Go through the entries below and print each one exactly, leaving out pictures.

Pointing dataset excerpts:
--- Start ---

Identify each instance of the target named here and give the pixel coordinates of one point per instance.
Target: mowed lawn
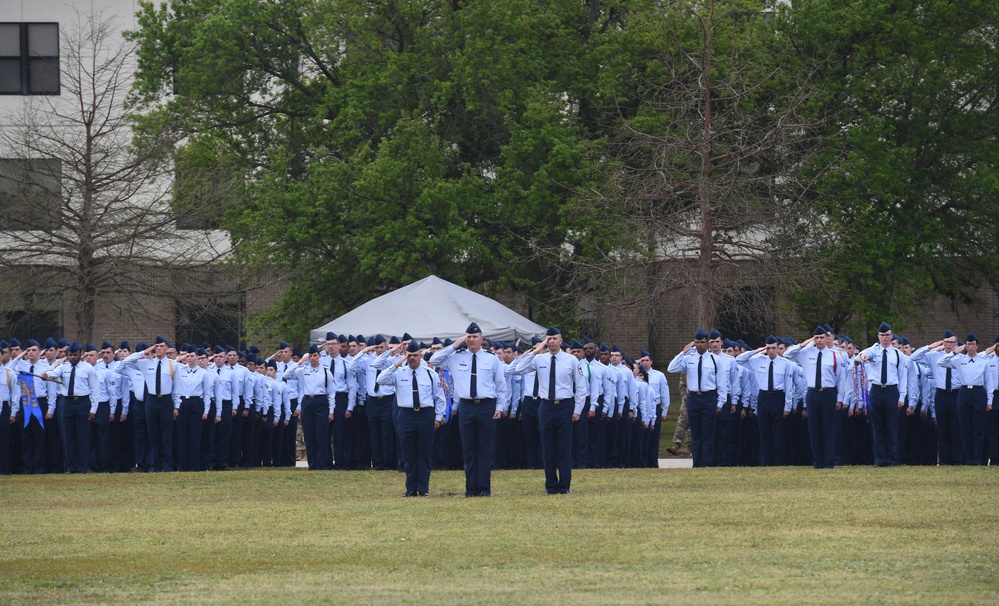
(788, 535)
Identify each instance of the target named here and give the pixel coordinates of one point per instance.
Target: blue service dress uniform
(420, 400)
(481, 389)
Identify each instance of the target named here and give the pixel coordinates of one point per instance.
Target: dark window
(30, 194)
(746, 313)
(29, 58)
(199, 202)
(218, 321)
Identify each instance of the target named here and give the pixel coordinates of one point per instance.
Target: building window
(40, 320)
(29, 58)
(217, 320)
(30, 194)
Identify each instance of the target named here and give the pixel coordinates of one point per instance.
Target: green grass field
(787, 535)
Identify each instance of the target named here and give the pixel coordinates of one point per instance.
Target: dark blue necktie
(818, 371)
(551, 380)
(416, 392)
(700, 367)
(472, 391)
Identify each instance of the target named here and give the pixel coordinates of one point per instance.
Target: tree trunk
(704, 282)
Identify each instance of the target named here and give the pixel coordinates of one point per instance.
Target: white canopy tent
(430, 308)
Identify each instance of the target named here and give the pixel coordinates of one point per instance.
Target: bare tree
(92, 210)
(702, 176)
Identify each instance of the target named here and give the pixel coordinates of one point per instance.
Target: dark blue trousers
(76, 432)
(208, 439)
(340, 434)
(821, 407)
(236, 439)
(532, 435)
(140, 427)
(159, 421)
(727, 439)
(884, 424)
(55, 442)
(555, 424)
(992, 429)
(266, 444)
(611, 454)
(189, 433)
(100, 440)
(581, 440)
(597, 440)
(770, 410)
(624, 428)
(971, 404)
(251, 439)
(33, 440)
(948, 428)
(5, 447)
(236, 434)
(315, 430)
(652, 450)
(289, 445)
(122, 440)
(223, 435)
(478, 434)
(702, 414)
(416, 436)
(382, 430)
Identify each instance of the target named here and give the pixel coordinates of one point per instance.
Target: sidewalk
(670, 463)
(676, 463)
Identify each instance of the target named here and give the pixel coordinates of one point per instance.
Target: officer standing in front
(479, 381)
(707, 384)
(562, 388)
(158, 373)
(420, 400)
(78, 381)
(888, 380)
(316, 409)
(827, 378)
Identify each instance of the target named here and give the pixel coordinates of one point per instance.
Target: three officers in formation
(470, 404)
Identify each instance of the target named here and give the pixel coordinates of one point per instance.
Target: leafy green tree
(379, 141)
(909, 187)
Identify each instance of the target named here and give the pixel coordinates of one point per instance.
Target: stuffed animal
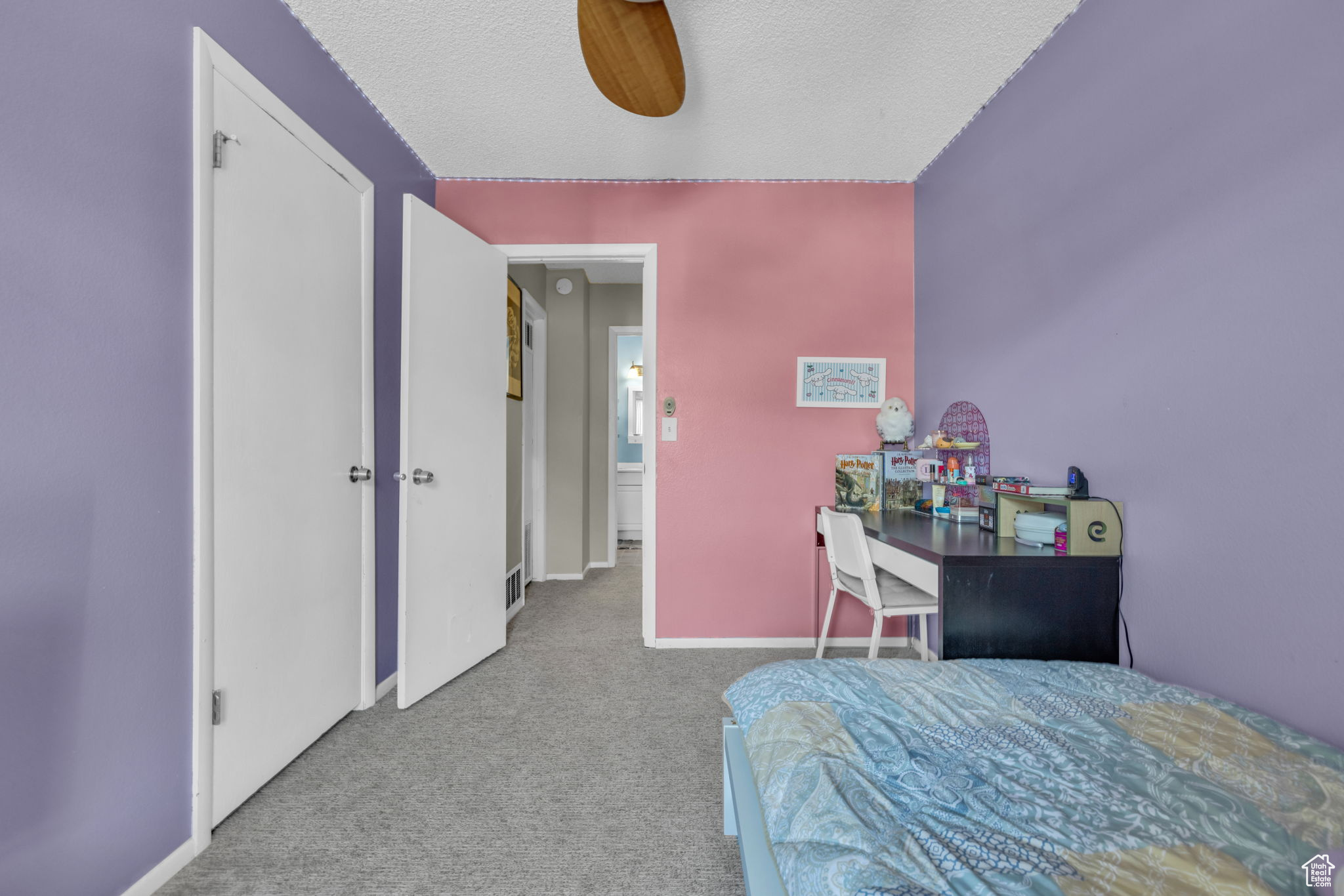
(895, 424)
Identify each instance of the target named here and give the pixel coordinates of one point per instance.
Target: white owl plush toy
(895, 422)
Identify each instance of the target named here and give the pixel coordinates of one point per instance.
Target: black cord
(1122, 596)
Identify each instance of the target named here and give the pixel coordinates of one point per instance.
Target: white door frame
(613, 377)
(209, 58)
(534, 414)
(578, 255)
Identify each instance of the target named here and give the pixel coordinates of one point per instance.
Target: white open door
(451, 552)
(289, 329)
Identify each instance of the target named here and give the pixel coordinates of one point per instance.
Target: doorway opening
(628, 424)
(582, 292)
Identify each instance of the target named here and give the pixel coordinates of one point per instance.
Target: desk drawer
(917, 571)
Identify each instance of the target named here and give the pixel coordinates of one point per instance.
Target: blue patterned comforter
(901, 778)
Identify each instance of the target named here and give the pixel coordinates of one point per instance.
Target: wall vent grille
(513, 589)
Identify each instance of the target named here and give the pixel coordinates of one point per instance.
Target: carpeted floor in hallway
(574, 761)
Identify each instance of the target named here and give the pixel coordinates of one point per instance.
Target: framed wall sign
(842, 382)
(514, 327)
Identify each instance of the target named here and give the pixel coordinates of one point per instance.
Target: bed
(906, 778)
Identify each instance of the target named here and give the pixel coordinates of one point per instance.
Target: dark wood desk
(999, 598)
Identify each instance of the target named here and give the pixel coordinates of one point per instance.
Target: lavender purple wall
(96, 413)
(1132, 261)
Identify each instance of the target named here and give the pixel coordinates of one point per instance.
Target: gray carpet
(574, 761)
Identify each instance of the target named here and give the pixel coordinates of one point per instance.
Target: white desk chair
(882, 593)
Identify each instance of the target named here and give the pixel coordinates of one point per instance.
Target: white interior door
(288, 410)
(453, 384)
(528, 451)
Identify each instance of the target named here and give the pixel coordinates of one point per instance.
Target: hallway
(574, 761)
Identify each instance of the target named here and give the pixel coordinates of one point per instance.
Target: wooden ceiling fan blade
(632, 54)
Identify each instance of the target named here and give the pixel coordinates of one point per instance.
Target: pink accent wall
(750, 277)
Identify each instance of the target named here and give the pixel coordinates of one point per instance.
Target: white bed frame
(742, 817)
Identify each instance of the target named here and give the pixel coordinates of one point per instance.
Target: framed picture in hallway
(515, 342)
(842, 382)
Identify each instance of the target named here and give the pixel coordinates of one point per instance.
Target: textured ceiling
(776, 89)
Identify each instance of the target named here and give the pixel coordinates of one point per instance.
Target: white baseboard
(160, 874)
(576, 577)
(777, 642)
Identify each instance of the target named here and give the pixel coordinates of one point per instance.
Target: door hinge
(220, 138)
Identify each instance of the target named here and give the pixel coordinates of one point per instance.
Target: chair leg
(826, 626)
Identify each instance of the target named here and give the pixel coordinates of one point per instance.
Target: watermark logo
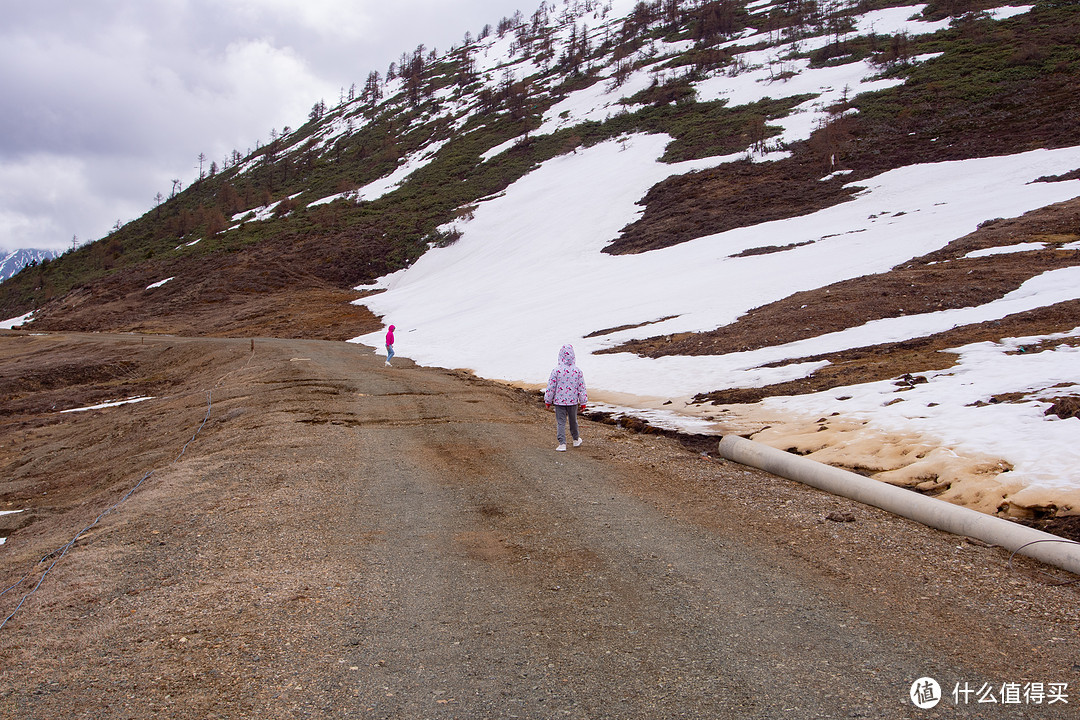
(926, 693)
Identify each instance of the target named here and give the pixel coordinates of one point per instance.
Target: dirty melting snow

--- End ---

- Exercise answer:
Identify each instance of the target named here and give the pixel coordinates of one point per instance.
Target: mowed lawn
(788, 535)
Identify each instance of the target named here and give the pixel coordinates of one point per instance.
Target: blue service dress uniform
(420, 400)
(481, 389)
Identify each instance of the target named here and give the pixel coordinates of one point per instance.
Target: dark window
(30, 194)
(746, 313)
(29, 58)
(199, 202)
(218, 321)
Identify each instance of the target named here and give the pixel coordinates of one point per instance.
Target: building window
(40, 320)
(29, 58)
(217, 320)
(30, 194)
Identify each instance of the target named here and give the pixel coordinates of one point per instance.
Target: green grass field
(787, 535)
Identify each instance of the target named here and give the pixel coordinates of one point per instance.
Target: dark blue necktie
(818, 371)
(551, 380)
(416, 392)
(700, 367)
(472, 391)
Identify each instance of the target named here and give the pixel coordinates of one point per instance.
Target: tree trunk
(704, 282)
Identify each instance of the target named here and give the pixel coordinates of one point per instance.
Target: white canopy tent
(430, 308)
Identify each instance of the target named here and give the pixel coordinates of one point per instance.
Target: bare tree
(92, 210)
(702, 176)
Identify each instance of the target named here and give the pixel coordinates of one point per instance.
Target: dark blue trousers
(76, 432)
(208, 439)
(340, 434)
(821, 407)
(236, 439)
(532, 435)
(140, 427)
(159, 421)
(727, 439)
(884, 424)
(55, 442)
(555, 424)
(992, 429)
(266, 444)
(611, 454)
(189, 433)
(100, 440)
(581, 440)
(597, 440)
(770, 410)
(624, 428)
(971, 404)
(251, 439)
(33, 440)
(948, 428)
(5, 447)
(236, 434)
(315, 430)
(652, 450)
(289, 445)
(122, 440)
(223, 435)
(478, 434)
(702, 414)
(416, 436)
(382, 430)
Identify each instance of the target named here and give the pixel coordinates of one point per instance.
Target: sidewalk
(670, 463)
(676, 463)
Identify each instance of the target named here and give the pixel coordinates of one point per instance.
Target: officer standing in front
(479, 381)
(707, 384)
(562, 388)
(158, 373)
(420, 400)
(78, 381)
(888, 380)
(316, 409)
(827, 378)
Identify each instance of the target named here and give the pixel coordinates of one point per instance.
Target: three officers in formation
(470, 404)
Identify each instance of the target named here and give the pixel coordinates of one point per instance.
Target: leafy green tree
(379, 141)
(909, 187)
Identify each instance of the target named here and give the pixel coordinates of one point per instance.
Target: stuffed animal
(895, 424)
Identify each instance of the target named here and give the pixel coordinates of one point per instance.
Target: white owl plush toy
(895, 422)
Identify each instance of the target named here and give the pixel coordinates of one point per instance.
Target: black cord
(1122, 596)
Identify each instance of the target named here and give the pixel coordinates of one point per instance.
Target: white door frame
(613, 377)
(209, 58)
(534, 414)
(578, 255)
Identify each instance of the target named here and give the pixel coordinates of one point per instance.
Target: white open door
(451, 552)
(289, 329)
Identify each instance of the target named here and give the pixel coordinates of one point per instance.
Target: doorway opening
(628, 424)
(582, 292)
Identify each instance of the target named here and give the pixel coordinates of one point per instance.
Target: desk drawer
(917, 571)
Identify each instance of the target named here and give the pixel coordinates of one point per instance.
Target: blue patterned comforter
(901, 778)
Identify each instance of the target named here and give the pixel coordinates of one point per instance.
Target: wall vent grille
(513, 589)
Identify each instance of the target named here and give the pixel coordinates of one point per instance.
Target: carpeted floor in hallway
(574, 761)
Identify each instance of the target named here and give the pixel coordinates of one point per instance.
Target: framed wall sign
(842, 382)
(514, 327)
Identify each instance of the target named here and give the pixel coordinates of one point per instance.
Target: bed
(906, 778)
Identify each instance of the target named here and give the pixel coordinates of one point per instance.
Target: dark wood desk
(999, 598)
Identify each instance of the target named here and give the pixel coordinates of one point per instance.
Target: lavender purple wall
(96, 413)
(1132, 261)
Identify each instance of the target named here and give the pixel coordinates of one point per instance.
Target: gray carpet
(574, 761)
Identify each instance of the target named here and give the pixel coordinates of one point per instance.
Target: white desk chair
(882, 593)
Identify each instance of the target named here and give the pixel coordinates of one point per instance.
Target: white interior door
(288, 410)
(453, 384)
(528, 451)
Identify each instance of the target named here and give the pixel coordinates of one point per instance.
Target: hallway
(574, 761)
Identify each instance of the target named here and give the pixel coordinates of one point per instance.
Target: wooden ceiling fan blade
(632, 54)
Identify each instance of the target named here and give the pixel coordinates of one point per instance.
Target: pink accent wall
(750, 277)
Identify each instance of the target named here and give the pixel coordinates of one point per instance.
Target: white bed frame
(742, 817)
Identify each instance of the target named here and give the pixel coordinates of one point per instance.
Target: framed picture in hallway
(515, 342)
(842, 382)
Identify each instance of the target named here and give the pixel coordinates of one point per instance.
Target: textured ceiling
(776, 89)
Identify each instance of the target named here and give the pixel coordinates of one point per instance.
Target: white baseboard
(160, 874)
(576, 577)
(777, 642)
Identify each instance of the target named here and give the pixel coordinates of one point per instance.
Target: door hinge
(220, 138)
Identify each instance of the target named here and give the pixel coordinates of one point per instance.
Target: chair leg
(826, 626)
Identify each instance of the target named here and give the pixel coordinates of one point per instance.
Target: watermark logo
(926, 693)
Identify each instance of the target named here and give the pixel coordinates of one point per instance.
Target: dirty melting snow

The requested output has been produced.